Please take the lines from the one holding "In this exercise you will find the window" through the one holding "In this exercise you will find the winter" in the data below and copy them exactly.

-*-*-

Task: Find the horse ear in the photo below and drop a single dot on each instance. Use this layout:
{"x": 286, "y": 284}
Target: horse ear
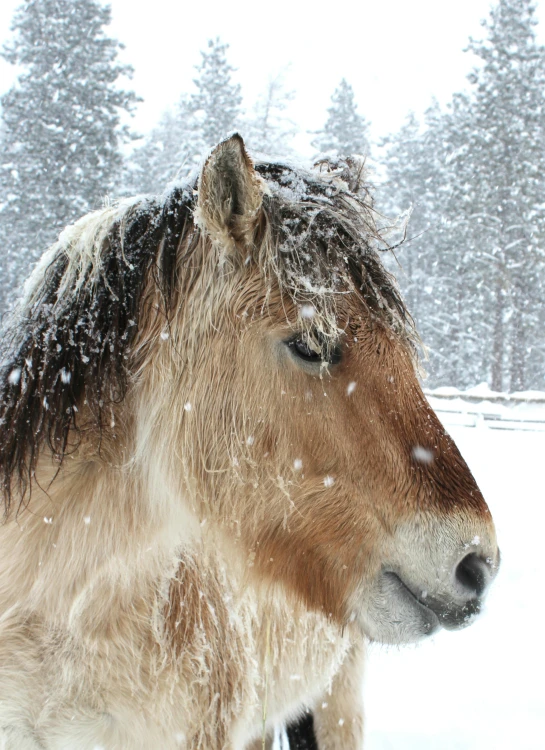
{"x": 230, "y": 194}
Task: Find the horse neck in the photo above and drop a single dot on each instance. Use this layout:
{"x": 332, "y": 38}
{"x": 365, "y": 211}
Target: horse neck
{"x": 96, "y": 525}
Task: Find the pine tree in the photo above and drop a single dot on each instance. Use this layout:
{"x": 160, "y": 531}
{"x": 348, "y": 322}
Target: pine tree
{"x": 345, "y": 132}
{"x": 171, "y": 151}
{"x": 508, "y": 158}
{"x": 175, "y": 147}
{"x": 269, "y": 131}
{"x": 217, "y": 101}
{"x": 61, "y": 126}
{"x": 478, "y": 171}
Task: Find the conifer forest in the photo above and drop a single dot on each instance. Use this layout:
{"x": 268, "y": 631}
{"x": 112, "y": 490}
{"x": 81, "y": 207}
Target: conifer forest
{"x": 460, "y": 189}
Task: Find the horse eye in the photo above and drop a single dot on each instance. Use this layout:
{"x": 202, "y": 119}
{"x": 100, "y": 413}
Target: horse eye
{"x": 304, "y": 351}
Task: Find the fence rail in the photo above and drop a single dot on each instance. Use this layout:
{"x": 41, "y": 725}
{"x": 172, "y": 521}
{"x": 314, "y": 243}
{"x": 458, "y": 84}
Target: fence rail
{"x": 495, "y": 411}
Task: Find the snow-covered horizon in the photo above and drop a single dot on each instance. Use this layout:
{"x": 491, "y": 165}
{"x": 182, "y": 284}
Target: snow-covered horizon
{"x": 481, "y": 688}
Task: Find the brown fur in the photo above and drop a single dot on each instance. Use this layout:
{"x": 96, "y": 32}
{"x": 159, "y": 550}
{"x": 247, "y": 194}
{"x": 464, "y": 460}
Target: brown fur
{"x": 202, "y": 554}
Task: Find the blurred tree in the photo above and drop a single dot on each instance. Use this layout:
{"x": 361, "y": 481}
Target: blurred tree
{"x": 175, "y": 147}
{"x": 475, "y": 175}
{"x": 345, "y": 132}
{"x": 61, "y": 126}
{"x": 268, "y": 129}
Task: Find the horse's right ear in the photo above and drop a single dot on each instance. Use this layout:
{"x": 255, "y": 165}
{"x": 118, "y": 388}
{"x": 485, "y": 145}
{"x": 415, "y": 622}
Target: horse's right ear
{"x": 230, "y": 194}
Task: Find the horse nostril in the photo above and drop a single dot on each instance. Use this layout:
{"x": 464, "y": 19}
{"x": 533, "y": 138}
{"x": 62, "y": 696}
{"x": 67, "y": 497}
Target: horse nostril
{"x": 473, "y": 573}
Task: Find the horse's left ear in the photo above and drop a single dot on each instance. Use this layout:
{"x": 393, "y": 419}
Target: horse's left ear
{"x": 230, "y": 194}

-*-*-

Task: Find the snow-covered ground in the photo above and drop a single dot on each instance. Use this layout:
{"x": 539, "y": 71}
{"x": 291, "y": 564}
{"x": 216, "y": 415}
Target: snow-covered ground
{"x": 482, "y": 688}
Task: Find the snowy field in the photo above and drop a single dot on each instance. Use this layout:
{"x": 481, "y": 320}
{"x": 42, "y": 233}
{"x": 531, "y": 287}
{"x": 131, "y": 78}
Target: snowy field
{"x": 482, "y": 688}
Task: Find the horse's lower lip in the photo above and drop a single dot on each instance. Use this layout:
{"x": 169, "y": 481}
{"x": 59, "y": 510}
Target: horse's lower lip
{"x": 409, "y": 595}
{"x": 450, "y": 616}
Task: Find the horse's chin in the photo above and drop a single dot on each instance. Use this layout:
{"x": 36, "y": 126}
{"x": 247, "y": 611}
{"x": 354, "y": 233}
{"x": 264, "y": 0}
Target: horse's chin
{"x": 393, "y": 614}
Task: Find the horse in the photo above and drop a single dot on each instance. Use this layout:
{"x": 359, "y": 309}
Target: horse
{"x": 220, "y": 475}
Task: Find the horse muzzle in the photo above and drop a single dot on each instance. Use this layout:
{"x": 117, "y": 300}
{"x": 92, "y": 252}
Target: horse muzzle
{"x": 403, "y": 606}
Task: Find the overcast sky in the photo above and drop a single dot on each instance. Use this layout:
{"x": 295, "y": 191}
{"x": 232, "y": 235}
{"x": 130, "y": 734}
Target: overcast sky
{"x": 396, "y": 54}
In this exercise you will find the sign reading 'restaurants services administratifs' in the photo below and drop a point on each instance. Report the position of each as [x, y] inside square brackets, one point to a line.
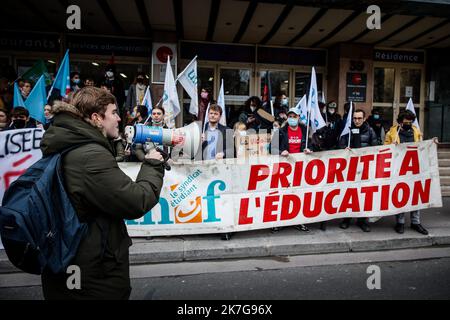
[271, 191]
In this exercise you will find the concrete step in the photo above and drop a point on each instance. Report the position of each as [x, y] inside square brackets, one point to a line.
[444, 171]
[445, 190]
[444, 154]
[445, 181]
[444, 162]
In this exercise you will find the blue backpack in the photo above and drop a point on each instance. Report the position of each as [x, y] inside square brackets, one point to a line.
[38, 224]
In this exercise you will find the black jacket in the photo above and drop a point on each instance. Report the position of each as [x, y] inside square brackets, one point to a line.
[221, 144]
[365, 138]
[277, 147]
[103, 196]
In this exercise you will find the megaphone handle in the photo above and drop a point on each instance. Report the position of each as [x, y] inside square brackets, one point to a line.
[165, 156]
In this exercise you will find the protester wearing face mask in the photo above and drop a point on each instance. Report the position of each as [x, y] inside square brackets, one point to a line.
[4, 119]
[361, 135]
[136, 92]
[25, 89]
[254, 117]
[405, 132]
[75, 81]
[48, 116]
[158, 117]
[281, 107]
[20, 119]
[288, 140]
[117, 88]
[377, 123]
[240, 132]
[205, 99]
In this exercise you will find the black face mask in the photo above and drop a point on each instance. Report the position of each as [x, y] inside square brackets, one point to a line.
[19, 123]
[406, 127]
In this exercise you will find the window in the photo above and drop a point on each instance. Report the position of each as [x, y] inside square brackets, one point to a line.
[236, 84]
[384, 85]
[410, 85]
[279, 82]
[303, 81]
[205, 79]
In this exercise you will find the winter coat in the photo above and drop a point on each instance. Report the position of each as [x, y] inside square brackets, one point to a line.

-*-*-

ANSWER TO THE EXERCISE
In this exercise you will find the window in the photo above and drop a point on each instance. Report the position of each as [x, y] inside square brackets, one point to a line.
[236, 84]
[384, 85]
[410, 85]
[279, 82]
[303, 81]
[205, 79]
In this exercise you will find the winter coat in the photo above and drop a point on each instance. Report the position of each as [x, y] inside square brackets, one point to a line.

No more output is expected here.